Extracted material.
━━━━━━━━━━━━━━━━━━━━

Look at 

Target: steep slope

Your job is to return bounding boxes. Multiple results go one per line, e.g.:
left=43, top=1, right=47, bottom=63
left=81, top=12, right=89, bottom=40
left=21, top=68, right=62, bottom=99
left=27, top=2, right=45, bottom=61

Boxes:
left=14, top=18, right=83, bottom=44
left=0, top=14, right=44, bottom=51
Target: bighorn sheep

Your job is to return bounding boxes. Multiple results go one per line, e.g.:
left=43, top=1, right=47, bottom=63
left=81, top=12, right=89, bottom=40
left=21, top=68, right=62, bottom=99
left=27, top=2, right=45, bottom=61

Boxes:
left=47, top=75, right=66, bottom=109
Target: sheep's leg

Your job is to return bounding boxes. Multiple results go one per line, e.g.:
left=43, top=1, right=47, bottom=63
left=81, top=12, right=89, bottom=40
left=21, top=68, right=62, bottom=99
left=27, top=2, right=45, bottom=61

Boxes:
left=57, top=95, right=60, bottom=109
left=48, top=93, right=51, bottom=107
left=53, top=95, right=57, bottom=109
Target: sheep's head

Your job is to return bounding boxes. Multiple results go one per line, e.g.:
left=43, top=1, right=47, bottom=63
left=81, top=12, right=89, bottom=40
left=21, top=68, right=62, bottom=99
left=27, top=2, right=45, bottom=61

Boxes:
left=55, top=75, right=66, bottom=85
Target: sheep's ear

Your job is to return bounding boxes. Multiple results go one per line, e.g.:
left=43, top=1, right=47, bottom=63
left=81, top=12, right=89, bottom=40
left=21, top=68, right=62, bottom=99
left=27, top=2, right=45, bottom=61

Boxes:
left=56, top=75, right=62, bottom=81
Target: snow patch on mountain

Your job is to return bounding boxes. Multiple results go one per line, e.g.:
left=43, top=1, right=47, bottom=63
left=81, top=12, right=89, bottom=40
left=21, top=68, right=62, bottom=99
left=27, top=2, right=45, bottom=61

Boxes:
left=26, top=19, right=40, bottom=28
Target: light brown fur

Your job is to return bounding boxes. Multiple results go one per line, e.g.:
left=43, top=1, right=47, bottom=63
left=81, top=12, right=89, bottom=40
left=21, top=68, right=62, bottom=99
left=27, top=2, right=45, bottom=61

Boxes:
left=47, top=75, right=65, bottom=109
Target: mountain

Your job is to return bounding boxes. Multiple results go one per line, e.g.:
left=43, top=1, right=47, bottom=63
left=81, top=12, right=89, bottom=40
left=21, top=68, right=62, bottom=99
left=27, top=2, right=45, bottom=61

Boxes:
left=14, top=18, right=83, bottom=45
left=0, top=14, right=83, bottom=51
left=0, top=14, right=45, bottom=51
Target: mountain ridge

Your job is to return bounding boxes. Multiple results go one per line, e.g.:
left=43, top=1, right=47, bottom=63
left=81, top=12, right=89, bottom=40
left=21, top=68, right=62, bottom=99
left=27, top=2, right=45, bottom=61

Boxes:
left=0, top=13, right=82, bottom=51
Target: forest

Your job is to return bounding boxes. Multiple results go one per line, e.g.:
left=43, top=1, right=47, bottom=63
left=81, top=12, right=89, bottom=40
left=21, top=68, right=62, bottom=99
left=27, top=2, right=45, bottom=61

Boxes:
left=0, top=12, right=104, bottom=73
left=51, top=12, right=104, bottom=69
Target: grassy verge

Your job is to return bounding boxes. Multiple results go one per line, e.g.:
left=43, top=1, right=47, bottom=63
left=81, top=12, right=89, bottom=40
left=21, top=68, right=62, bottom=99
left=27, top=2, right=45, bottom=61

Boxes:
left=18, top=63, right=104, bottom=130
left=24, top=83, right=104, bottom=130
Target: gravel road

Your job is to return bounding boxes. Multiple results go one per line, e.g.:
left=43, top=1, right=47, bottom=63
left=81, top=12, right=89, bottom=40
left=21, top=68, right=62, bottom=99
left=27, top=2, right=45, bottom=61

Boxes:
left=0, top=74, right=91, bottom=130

━━━━━━━━━━━━━━━━━━━━

Task requirements.
Can you lay out every line of the records above as a JSON list of strings, one string per line, leaving out the blank lines?

Solution for this task.
[
  "Look at ",
  "Target: steep slope",
  "Your job is to return bounding boxes. Multiple results go one per line, e.g.:",
  "left=43, top=1, right=47, bottom=63",
  "left=81, top=12, right=89, bottom=40",
  "left=21, top=68, right=62, bottom=99",
  "left=27, top=2, right=45, bottom=61",
  "Boxes:",
  "left=14, top=18, right=83, bottom=44",
  "left=0, top=14, right=44, bottom=51",
  "Target: bighorn sheep",
  "Your job is to return bounding boxes. Multiple results go one per line, e.g.:",
  "left=43, top=1, right=47, bottom=63",
  "left=81, top=12, right=89, bottom=40",
  "left=21, top=68, right=62, bottom=99",
  "left=27, top=2, right=45, bottom=61",
  "Boxes:",
  "left=47, top=75, right=66, bottom=109",
  "Target: sheep's leg",
  "Your job is to return bounding boxes. Multiple results go one per line, e.g.:",
  "left=43, top=1, right=47, bottom=63",
  "left=81, top=12, right=89, bottom=40",
  "left=21, top=68, right=62, bottom=99",
  "left=27, top=2, right=45, bottom=61",
  "Boxes:",
  "left=57, top=95, right=60, bottom=109",
  "left=48, top=93, right=51, bottom=107",
  "left=53, top=95, right=57, bottom=109",
  "Target: sheep's head",
  "Your job is to return bounding boxes. Multiple results go one per line, e.g.:",
  "left=43, top=1, right=47, bottom=63",
  "left=81, top=12, right=89, bottom=40",
  "left=21, top=68, right=62, bottom=99",
  "left=27, top=2, right=45, bottom=61",
  "Boxes:",
  "left=55, top=75, right=66, bottom=85",
  "Target: sheep's ear",
  "Your job is to return bounding boxes. Multiple results go one per line, e.g.:",
  "left=43, top=1, right=47, bottom=63",
  "left=81, top=12, right=89, bottom=40",
  "left=21, top=68, right=62, bottom=99",
  "left=27, top=2, right=45, bottom=61",
  "Boxes:",
  "left=56, top=75, right=62, bottom=81",
  "Target: snow patch on mountain",
  "Your job is to return bounding boxes. Multiple results go one per line, e.g.:",
  "left=43, top=1, right=47, bottom=63",
  "left=81, top=12, right=89, bottom=40",
  "left=21, top=68, right=62, bottom=99",
  "left=27, top=2, right=45, bottom=61",
  "Boxes:",
  "left=26, top=19, right=40, bottom=28",
  "Target: light brown fur",
  "Your job is to return bounding boxes. Multiple results go one per line, e.g.:",
  "left=43, top=1, right=47, bottom=63",
  "left=81, top=12, right=89, bottom=40",
  "left=21, top=68, right=62, bottom=99",
  "left=27, top=2, right=45, bottom=61",
  "Boxes:",
  "left=47, top=75, right=65, bottom=109",
  "Target: mountain",
  "Your job is to return bounding boxes. Multiple results go one per line, e.g.:",
  "left=43, top=1, right=47, bottom=63",
  "left=81, top=12, right=89, bottom=40",
  "left=21, top=68, right=62, bottom=99",
  "left=27, top=2, right=45, bottom=61",
  "Boxes:",
  "left=14, top=18, right=83, bottom=45",
  "left=0, top=14, right=83, bottom=51",
  "left=0, top=14, right=45, bottom=51",
  "Target: mountain ridge",
  "Your job is to return bounding boxes. Multiple results go one per line, e.g.:",
  "left=43, top=1, right=47, bottom=63",
  "left=81, top=12, right=89, bottom=40",
  "left=21, top=68, right=62, bottom=99",
  "left=27, top=2, right=45, bottom=61",
  "Boxes:",
  "left=0, top=13, right=82, bottom=51",
  "Target: forest",
  "Your job is to return bounding boxes. Multiple results go one per line, e.g.:",
  "left=43, top=1, right=47, bottom=63",
  "left=81, top=12, right=89, bottom=40",
  "left=21, top=68, right=62, bottom=99",
  "left=27, top=2, right=45, bottom=61",
  "Boxes:",
  "left=0, top=12, right=104, bottom=73",
  "left=51, top=12, right=104, bottom=69",
  "Target: grassy verge",
  "Your job is to return bounding boxes. Multiple results go one per line, e.g.:",
  "left=43, top=1, right=47, bottom=63",
  "left=81, top=12, right=89, bottom=40",
  "left=21, top=68, right=62, bottom=99",
  "left=27, top=2, right=45, bottom=61",
  "Boxes:",
  "left=18, top=63, right=104, bottom=130",
  "left=24, top=83, right=104, bottom=130",
  "Target: gravel road",
  "Your job is to return bounding boxes. Multiple results go one per line, e.g.:",
  "left=43, top=1, right=47, bottom=63",
  "left=81, top=12, right=89, bottom=40",
  "left=21, top=68, right=62, bottom=99",
  "left=27, top=2, right=45, bottom=61",
  "Boxes:",
  "left=0, top=74, right=91, bottom=130"
]